## BEGIN Task input

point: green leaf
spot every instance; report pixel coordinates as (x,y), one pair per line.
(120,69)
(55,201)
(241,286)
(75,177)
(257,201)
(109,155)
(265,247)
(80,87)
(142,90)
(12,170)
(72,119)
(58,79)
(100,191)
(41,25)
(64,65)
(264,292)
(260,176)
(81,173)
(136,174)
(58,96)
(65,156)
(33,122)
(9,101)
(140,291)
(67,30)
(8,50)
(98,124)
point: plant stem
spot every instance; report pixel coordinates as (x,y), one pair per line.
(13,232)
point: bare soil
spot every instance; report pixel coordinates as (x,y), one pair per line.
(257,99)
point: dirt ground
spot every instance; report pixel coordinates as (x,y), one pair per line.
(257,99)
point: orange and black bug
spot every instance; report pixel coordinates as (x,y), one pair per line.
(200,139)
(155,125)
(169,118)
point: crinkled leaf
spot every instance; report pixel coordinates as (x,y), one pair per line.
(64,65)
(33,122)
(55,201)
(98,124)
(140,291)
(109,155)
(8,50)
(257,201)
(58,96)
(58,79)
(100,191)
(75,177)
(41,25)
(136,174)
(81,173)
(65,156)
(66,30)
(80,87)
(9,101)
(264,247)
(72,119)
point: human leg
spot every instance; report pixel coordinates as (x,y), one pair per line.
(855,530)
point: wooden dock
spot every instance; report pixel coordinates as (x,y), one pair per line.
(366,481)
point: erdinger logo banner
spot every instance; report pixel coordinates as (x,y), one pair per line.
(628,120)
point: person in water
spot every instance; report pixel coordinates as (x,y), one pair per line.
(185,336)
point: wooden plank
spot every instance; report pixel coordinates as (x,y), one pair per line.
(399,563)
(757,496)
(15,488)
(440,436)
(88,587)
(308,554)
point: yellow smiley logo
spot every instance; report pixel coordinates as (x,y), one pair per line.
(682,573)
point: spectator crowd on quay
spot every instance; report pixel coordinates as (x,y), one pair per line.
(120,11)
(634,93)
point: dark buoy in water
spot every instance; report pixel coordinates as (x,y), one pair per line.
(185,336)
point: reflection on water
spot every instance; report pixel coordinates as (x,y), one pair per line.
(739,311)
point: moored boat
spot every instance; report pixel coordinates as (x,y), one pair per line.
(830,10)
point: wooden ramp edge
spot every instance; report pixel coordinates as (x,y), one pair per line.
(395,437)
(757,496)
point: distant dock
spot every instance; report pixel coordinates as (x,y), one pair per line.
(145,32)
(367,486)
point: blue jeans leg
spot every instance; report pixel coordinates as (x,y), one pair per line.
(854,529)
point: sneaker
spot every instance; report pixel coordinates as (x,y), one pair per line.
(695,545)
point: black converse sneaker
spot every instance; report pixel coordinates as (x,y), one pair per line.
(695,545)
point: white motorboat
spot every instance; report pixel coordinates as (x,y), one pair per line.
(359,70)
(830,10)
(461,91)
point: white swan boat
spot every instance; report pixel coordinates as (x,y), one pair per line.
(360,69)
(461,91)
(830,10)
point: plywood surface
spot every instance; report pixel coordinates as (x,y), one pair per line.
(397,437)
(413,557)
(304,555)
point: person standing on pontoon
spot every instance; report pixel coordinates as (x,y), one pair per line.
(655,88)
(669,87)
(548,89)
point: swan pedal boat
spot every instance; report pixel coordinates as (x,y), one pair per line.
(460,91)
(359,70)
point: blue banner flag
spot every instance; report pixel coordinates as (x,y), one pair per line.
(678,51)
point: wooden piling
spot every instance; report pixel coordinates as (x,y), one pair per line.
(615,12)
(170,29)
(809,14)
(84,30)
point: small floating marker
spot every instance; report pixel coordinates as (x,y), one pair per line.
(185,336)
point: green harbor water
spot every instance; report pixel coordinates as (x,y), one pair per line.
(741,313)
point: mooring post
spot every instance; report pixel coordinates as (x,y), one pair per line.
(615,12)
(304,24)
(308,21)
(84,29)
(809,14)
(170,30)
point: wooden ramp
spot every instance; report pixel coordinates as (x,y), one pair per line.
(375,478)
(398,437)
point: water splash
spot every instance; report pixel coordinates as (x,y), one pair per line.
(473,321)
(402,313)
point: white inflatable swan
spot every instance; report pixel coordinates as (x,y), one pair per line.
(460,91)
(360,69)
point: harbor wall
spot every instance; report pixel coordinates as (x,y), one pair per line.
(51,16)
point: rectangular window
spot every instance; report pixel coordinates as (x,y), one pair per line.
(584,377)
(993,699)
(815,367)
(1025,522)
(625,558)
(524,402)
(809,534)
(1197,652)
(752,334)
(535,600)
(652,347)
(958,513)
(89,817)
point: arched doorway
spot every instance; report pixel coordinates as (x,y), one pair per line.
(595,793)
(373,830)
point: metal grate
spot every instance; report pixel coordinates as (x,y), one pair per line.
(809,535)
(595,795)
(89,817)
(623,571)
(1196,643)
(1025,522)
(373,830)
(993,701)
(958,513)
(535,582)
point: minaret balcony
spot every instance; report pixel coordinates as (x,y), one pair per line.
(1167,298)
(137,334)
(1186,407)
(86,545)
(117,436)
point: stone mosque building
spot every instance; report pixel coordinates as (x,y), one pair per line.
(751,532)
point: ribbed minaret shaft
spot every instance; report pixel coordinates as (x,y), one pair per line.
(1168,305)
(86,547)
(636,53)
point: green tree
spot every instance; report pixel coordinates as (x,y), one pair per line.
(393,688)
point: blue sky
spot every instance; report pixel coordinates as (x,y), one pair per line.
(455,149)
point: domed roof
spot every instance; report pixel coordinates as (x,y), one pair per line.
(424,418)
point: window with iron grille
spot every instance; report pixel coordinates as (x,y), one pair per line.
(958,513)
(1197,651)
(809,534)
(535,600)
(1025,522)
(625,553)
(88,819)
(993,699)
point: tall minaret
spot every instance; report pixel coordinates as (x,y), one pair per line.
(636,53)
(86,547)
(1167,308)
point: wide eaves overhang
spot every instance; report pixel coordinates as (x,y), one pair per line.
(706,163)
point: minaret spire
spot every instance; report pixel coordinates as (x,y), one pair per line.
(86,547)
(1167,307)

## END Task input

Work to be completed: Each record must be returned exactly as it is written.

Full solution:
point: green leaf
spot every instance; report pixel coordinates as (x,y), one pair per line.
(120,69)
(55,201)
(241,286)
(75,177)
(257,201)
(109,155)
(265,247)
(80,87)
(142,90)
(12,170)
(72,119)
(58,79)
(100,191)
(41,25)
(64,65)
(264,292)
(260,176)
(81,173)
(136,174)
(58,96)
(65,156)
(33,122)
(9,101)
(140,291)
(67,30)
(8,50)
(98,124)
point: plant stem
spot every instance; report pixel coordinates as (x,y), one pair per line.
(13,232)
point: bare soil
spot every instance; report pixel coordinates as (x,y), one pair per line.
(257,99)
point: dirt ground
spot every instance; report pixel coordinates as (x,y), one pair per line.
(257,99)
point: orange and black bug
spot every instance; report pixel coordinates as (x,y), one pair per line.
(200,139)
(155,125)
(169,118)
point: crinkled leaf
spot every instance; report pixel coordinates as (x,y), one pair per line.
(64,65)
(33,122)
(55,201)
(98,124)
(140,291)
(109,155)
(8,50)
(257,201)
(58,96)
(58,79)
(100,191)
(75,177)
(41,25)
(136,174)
(81,173)
(65,156)
(66,30)
(80,87)
(9,101)
(264,247)
(72,119)
point: human leg
spot every instance; report pixel coordinates as (x,y), one pair per line.
(855,530)
point: wooden dock
spot every instance; report pixel coordinates as (x,y), one pair per line.
(366,481)
point: erdinger logo banner
spot every instance; report pixel coordinates as (x,y), one pair per line.
(628,120)
point: person in water
spot every instance; report pixel coordinates as (x,y), one pair per line.
(185,336)
point: wooden plank
spot every instance; report pixel coordinates as (x,y), one pair per line.
(399,563)
(757,496)
(15,488)
(440,436)
(88,587)
(308,554)
point: yellow smiley logo
spot every instance; report pixel coordinates as (x,y), one pair per line.
(682,573)
point: spectator crowd on quay
spot every instance; report pixel coordinates as (x,y), one pair per line.
(120,11)
(634,93)
point: dark buoy in water
spot every instance; report pixel coordinates as (x,y), one pair per line.
(185,336)
point: reflection on water
spot every instance; report pixel coordinates as (x,y), one pair per line.
(739,311)
point: moored boat
spot every instance; report pixel coordinates as (x,y), one pair per line.
(830,10)
point: wooden ramp edge
spot every instance; report pixel coordinates as (x,y), one pair per line.
(395,437)
(757,496)
point: distant dock
spot every instance; report pixel coordinates as (x,y), one pair per line.
(145,32)
(367,486)
point: blue jeans leg
spot every instance; report pixel coordinates as (x,y), one pair per line.
(854,529)
point: sneaker
spot every instance; report pixel coordinates as (x,y), one pair per line.
(695,545)
point: black converse sneaker
spot every instance; report pixel coordinates as (x,y), one pair per line.
(695,545)
point: white motorboat
spot every instance; report pixel coordinates as (x,y), one pair per line.
(359,70)
(830,10)
(461,91)
point: white swan boat
spot every instance; report pixel coordinates as (x,y), one pair per line.
(360,69)
(461,91)
(830,10)
point: plywood surface
spot every instance; report pixel coordinates as (x,y), one pair per line.
(397,437)
(413,557)
(304,555)
point: person standing on pontoon
spot every instance; report pixel coordinates as (x,y), one pair per line.
(655,88)
(669,87)
(548,89)
point: swan pedal boat
spot every instance; report pixel coordinates as (x,y), one pair per line.
(460,91)
(359,70)
point: blue banner flag
spot every instance; report pixel coordinates as (x,y), one pair per line.
(678,51)
point: wooden piling
spot every instance; report pixel coordinates as (x,y), one pair per line.
(615,12)
(170,29)
(809,14)
(84,30)
point: small floating marker
spot every instance; report pixel coordinates as (x,y), one pair per line.
(185,336)
point: green harbor water
spot every instance; report pixel coordinates as (x,y), one pair per line.
(741,313)
point: mooring post
spot every instance; report pixel coordinates as (x,y), one pair per line.
(615,12)
(304,24)
(308,21)
(84,29)
(809,14)
(170,30)
point: wooden ramp
spot every instance; report pixel coordinates as (x,y), one pair per line.
(375,478)
(398,437)
point: water splash
spot every instance; report pixel coordinates as (x,y), one pair per line.
(473,321)
(402,313)
point: white inflatable swan
spot every instance; report pixel coordinates as (x,y), one pair per line.
(460,91)
(360,69)
point: harbor wall
spot every instance; report pixel coordinates as (x,y), one pair per line.
(51,16)
point: rectangular window
spot every instance; report pixel coordinates as (x,y), one pair per line.
(584,377)
(993,699)
(815,367)
(1025,522)
(625,558)
(524,402)
(809,534)
(1197,652)
(752,334)
(535,600)
(652,347)
(958,513)
(89,817)
point: arched doorway
spot every instance; report pixel coordinates as (x,y), one pair per line.
(595,793)
(373,830)
point: metal grate
spot every instance; report pixel coordinates as (x,y), one pair per line.
(809,535)
(595,795)
(89,817)
(623,571)
(1196,643)
(1025,522)
(373,830)
(993,701)
(958,513)
(535,582)
point: minaret balcony
spot every instance; report pixel coordinates as (x,y), one pair per line.
(1167,298)
(137,334)
(1186,407)
(86,545)
(117,436)
point: stone mosque building
spot every instance; report pixel coordinates as (x,y), one pair per line.
(751,532)
point: ribbed minaret shaft
spot every instance; report pixel coordinates as (x,y), one pair per line.
(1168,305)
(86,547)
(636,53)
point: green tree
spot every instance; report pixel coordinates as (x,y), one pair per line.
(393,688)
point: blue sky
spot every instance; report pixel coordinates as (x,y), one pair per line.
(455,149)
point: domed roof
spot every instance; report pixel coordinates as (x,y), one pair per line.
(424,418)
point: window with iron grille
spot every instance; report pixel coordinates as (x,y), one pair per line.
(958,513)
(1197,651)
(809,534)
(535,600)
(1025,522)
(625,553)
(88,819)
(993,699)
point: tall minaret
spot every instance; report pixel coordinates as (x,y), one pair per line.
(636,53)
(86,547)
(1167,308)
point: wide eaves overhang
spot every instance; report pixel coordinates as (x,y), one pair per line.
(706,163)
point: minaret spire
spot every instance; report pixel coordinates as (x,y), one pair per line.
(86,547)
(1167,307)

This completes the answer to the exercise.